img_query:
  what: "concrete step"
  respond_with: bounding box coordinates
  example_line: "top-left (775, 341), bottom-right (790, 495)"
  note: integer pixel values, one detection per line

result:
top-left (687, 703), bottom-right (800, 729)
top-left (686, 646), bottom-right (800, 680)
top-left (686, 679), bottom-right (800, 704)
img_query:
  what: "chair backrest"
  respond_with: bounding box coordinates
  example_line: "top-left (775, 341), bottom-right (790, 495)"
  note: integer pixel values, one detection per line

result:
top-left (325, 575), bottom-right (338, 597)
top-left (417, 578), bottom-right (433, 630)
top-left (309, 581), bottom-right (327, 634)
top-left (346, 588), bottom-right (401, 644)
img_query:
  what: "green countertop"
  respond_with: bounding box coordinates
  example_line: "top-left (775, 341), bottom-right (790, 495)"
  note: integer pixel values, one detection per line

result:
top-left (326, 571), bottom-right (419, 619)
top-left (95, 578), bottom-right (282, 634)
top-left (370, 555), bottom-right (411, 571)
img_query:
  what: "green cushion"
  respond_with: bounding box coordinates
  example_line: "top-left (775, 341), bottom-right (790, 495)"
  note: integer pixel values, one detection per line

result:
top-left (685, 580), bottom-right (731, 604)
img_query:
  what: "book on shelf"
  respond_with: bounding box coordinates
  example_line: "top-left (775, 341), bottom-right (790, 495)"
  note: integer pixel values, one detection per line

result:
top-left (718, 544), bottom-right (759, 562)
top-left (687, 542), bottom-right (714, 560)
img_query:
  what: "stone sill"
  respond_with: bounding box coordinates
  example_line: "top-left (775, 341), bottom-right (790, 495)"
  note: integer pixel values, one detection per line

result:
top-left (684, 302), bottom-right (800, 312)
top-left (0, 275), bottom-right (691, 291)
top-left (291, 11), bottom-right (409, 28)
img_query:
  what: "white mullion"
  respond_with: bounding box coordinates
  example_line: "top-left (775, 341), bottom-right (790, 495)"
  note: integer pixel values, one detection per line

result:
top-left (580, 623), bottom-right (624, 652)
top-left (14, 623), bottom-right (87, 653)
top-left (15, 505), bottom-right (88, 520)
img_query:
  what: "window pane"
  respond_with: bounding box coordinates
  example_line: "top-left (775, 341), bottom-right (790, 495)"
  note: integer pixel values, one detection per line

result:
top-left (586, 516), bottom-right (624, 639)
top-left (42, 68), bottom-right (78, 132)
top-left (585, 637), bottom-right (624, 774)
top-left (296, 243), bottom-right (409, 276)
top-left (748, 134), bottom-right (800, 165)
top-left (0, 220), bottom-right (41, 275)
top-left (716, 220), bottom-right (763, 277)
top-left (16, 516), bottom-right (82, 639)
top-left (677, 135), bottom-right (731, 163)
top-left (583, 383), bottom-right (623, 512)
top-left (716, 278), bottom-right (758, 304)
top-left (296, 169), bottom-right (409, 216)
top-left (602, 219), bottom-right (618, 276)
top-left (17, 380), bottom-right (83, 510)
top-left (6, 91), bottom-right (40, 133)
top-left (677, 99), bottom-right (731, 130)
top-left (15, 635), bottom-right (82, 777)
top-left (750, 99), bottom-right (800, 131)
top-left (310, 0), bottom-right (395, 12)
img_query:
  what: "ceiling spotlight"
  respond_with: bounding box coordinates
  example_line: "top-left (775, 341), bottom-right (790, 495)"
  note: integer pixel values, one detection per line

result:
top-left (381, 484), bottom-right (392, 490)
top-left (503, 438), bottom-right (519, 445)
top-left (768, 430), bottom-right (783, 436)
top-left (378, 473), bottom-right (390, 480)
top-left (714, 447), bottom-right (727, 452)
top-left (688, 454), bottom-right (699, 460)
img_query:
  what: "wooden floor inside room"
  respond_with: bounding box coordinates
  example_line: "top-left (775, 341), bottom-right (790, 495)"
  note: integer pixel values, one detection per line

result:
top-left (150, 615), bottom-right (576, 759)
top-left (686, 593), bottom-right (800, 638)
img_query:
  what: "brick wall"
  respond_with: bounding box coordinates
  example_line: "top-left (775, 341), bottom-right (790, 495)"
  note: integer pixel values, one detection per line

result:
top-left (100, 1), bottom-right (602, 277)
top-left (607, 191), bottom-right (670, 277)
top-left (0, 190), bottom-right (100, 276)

·····

EXERCISE OBJECTIVE: Only an exact copy of all the data will do as the answer.

FINISHED EXERCISE:
img_query:
  what: "concrete step"
  respond_with: bounding box coordinates
  example_line: "top-left (775, 341), bottom-right (790, 495)"
  note: integer pixel values, one detection per line

result:
top-left (687, 703), bottom-right (800, 729)
top-left (686, 646), bottom-right (800, 680)
top-left (686, 679), bottom-right (800, 704)
img_query:
  what: "chair backrest"
  respond_with: bounding box coordinates
  example_line: "top-left (775, 341), bottom-right (790, 495)"
  note: integer pixel values, one detection per line

result:
top-left (325, 575), bottom-right (338, 597)
top-left (417, 578), bottom-right (433, 630)
top-left (309, 581), bottom-right (327, 634)
top-left (346, 588), bottom-right (401, 644)
img_query:
  what: "green countertop"
  respond_with: bounding box coordinates
  example_line: "top-left (775, 341), bottom-right (790, 495)"
  note: integer pixel values, one detection per line

result:
top-left (326, 571), bottom-right (419, 619)
top-left (95, 578), bottom-right (282, 634)
top-left (370, 555), bottom-right (411, 571)
img_query:
  what: "green cushion"
  respond_with: bounding box coordinates
  example_line: "top-left (775, 341), bottom-right (790, 495)"
  note: integer pixel values, one detection per line

result:
top-left (685, 580), bottom-right (731, 604)
img_query:
  what: "book on shelf"
  respond_with: bounding box coordinates
  example_line: "top-left (775, 341), bottom-right (790, 495)"
  note: integer pixel values, one detection per line

result:
top-left (718, 544), bottom-right (759, 562)
top-left (687, 542), bottom-right (714, 560)
img_query:
  what: "stone sill"
  respond_with: bounding box coordinates
  example_line: "top-left (775, 341), bottom-right (790, 495)"
  note: integer pixel values, one detection per line

result:
top-left (684, 302), bottom-right (800, 312)
top-left (0, 275), bottom-right (691, 291)
top-left (291, 11), bottom-right (409, 28)
img_query:
  what: "white mullion"
  respond_with: bounding box coordinates
  example_line: "top-left (775, 341), bottom-right (790, 495)"
  note: integer pixel values, one detection per line

result:
top-left (580, 623), bottom-right (624, 652)
top-left (14, 623), bottom-right (87, 653)
top-left (15, 505), bottom-right (88, 520)
img_query:
  what: "window pane"
  respond_with: bounding box coordinates
  example_line: "top-left (775, 341), bottom-right (790, 495)"
  note: integer pixel values, one detection per line

result:
top-left (586, 516), bottom-right (624, 639)
top-left (42, 68), bottom-right (78, 132)
top-left (585, 637), bottom-right (624, 774)
top-left (296, 243), bottom-right (409, 276)
top-left (748, 134), bottom-right (800, 165)
top-left (0, 220), bottom-right (41, 275)
top-left (716, 220), bottom-right (763, 277)
top-left (16, 516), bottom-right (82, 639)
top-left (677, 135), bottom-right (731, 163)
top-left (583, 383), bottom-right (623, 512)
top-left (716, 278), bottom-right (758, 304)
top-left (296, 169), bottom-right (409, 216)
top-left (602, 219), bottom-right (618, 276)
top-left (17, 380), bottom-right (83, 510)
top-left (6, 91), bottom-right (40, 133)
top-left (677, 99), bottom-right (731, 130)
top-left (15, 635), bottom-right (82, 777)
top-left (750, 99), bottom-right (800, 131)
top-left (310, 0), bottom-right (395, 12)
img_query:
  what: "ceiling spotlight"
  respond_with: bounding box coordinates
  example_line: "top-left (775, 341), bottom-right (790, 495)"
  note: integer pixel values, one detection per line

result:
top-left (381, 484), bottom-right (392, 490)
top-left (503, 438), bottom-right (519, 445)
top-left (768, 430), bottom-right (783, 436)
top-left (378, 473), bottom-right (390, 480)
top-left (714, 447), bottom-right (727, 452)
top-left (688, 454), bottom-right (699, 460)
img_query:
  what: "wooden floor inside room"
  respond_with: bounding box coordinates
  example_line: "top-left (775, 341), bottom-right (790, 495)"
  note: integer pixel values, one detection per line

result:
top-left (150, 615), bottom-right (576, 759)
top-left (686, 593), bottom-right (800, 638)
img_query:
  what: "brick wall"
  respond_with: bounding box coordinates
  example_line: "top-left (775, 341), bottom-right (790, 495)"
  note: integer pixel values, one detection per line

result:
top-left (100, 1), bottom-right (602, 277)
top-left (607, 191), bottom-right (670, 277)
top-left (0, 190), bottom-right (100, 276)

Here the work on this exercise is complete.